_Short problem_:
Report every line below that contains the word "mouth", copying each one in full.

Collection entries:
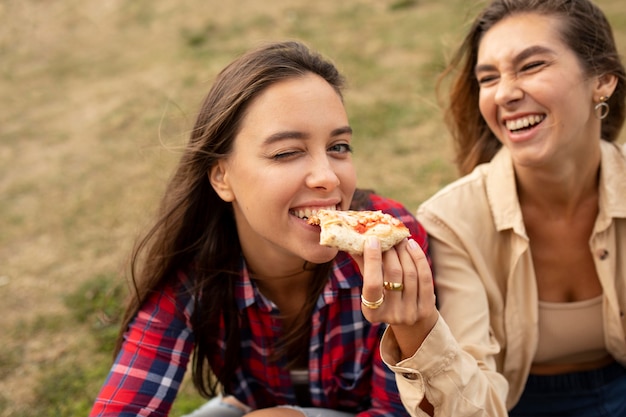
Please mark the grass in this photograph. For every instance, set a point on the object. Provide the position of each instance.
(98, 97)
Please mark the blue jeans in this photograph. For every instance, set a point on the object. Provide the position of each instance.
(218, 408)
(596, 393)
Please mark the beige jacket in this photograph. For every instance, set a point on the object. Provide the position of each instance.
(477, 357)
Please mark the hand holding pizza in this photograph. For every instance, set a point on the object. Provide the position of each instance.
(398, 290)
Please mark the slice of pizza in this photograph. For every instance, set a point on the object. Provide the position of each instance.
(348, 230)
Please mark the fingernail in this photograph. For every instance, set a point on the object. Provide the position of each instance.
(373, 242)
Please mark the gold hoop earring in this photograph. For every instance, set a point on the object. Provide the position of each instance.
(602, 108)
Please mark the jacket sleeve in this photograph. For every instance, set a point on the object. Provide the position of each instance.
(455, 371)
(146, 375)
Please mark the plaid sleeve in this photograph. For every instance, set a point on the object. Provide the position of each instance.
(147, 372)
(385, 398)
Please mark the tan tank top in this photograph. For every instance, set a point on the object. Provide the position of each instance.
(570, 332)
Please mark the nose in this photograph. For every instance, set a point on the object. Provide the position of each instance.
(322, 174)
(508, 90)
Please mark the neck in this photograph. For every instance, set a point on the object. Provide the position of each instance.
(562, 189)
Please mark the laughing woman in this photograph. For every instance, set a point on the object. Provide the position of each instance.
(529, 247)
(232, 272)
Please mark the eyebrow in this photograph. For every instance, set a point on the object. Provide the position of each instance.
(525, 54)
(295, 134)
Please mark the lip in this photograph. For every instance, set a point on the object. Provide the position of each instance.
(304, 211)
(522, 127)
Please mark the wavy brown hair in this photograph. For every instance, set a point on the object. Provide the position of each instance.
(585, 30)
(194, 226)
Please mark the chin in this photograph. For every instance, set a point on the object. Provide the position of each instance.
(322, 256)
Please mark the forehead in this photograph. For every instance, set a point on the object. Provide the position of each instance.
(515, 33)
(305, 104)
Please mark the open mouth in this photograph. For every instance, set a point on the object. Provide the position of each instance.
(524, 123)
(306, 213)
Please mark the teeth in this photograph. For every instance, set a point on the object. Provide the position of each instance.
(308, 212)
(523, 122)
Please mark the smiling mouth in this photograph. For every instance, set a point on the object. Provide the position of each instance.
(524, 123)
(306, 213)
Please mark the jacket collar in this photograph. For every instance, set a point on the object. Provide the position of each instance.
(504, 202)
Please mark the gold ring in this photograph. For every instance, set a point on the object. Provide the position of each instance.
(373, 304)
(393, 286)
---
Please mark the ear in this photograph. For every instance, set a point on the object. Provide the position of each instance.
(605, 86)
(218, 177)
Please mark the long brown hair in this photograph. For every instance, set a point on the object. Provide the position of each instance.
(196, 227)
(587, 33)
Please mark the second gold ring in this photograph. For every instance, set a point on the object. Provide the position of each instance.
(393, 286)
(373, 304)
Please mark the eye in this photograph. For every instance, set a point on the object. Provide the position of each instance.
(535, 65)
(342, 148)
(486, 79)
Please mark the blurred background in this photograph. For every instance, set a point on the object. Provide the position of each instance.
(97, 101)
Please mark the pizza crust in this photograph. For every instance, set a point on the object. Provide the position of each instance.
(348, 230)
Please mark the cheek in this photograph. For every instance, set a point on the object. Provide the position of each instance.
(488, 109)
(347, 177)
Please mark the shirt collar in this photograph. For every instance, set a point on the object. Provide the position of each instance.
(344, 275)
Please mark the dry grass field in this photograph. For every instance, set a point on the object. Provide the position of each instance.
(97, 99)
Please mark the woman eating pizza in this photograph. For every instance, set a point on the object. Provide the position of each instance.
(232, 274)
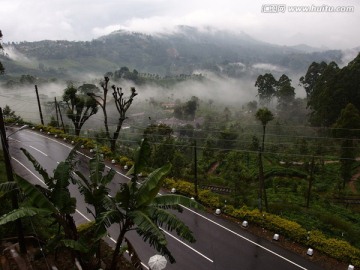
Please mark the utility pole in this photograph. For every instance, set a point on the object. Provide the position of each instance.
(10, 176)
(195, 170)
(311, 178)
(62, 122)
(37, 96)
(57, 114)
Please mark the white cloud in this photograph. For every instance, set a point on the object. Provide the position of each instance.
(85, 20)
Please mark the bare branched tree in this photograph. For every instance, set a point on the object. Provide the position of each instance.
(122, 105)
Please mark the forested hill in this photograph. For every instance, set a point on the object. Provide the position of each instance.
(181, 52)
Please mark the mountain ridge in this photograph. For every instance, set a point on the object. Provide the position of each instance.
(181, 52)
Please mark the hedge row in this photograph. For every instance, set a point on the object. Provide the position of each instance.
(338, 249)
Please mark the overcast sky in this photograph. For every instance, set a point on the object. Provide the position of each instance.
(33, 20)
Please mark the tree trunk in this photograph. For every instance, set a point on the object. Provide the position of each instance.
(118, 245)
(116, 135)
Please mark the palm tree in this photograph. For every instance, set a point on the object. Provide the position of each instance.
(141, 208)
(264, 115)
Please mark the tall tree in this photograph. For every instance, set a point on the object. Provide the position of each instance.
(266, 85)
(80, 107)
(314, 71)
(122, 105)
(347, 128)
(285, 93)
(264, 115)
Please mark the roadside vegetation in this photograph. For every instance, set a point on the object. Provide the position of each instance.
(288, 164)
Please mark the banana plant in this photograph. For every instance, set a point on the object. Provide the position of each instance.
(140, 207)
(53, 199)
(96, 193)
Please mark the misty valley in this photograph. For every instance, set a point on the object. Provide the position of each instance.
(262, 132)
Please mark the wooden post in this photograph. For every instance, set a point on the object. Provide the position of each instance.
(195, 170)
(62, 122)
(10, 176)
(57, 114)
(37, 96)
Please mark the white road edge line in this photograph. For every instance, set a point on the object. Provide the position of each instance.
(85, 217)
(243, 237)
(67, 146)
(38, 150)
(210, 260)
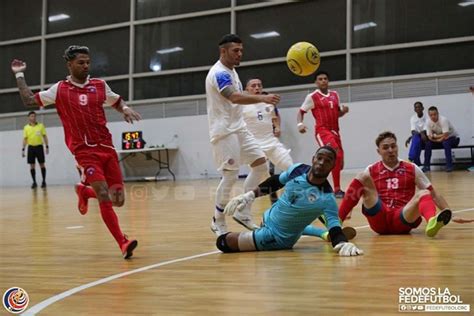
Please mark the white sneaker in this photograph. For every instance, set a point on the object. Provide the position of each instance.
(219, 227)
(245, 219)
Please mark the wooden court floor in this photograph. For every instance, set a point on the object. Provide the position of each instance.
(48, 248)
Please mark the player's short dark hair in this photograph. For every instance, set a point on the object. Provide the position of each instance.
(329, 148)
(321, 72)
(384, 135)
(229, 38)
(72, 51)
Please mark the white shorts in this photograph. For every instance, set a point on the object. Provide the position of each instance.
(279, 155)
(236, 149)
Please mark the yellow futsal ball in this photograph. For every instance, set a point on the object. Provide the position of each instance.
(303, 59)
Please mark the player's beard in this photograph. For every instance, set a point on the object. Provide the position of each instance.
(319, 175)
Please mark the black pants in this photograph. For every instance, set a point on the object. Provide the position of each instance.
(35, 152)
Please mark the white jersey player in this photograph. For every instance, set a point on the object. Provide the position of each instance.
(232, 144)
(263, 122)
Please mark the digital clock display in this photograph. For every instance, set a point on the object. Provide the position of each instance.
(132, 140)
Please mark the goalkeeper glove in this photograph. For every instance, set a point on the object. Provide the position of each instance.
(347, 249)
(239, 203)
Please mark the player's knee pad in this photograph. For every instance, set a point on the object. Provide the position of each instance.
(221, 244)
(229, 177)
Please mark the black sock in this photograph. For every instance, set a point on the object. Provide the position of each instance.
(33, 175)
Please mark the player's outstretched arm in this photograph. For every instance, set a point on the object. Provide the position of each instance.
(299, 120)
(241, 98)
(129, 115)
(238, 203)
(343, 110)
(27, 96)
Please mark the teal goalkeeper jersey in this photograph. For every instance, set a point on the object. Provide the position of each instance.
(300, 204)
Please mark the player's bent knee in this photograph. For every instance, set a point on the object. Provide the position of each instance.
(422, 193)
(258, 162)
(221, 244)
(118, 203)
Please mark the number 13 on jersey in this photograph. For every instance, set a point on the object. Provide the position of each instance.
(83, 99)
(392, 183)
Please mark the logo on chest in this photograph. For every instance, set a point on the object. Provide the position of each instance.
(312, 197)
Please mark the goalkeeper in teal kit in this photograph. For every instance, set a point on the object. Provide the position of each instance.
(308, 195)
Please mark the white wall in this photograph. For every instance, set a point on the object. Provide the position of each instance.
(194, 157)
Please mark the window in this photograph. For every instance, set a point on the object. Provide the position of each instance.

_The solution_:
Please mark the open mouth in this photograph. For every instance, set a point on the object. Provide the position of each instance.
Please mark the smiling mouth in this photograph. For every instance, set a point on the object. Provide the position of each instance.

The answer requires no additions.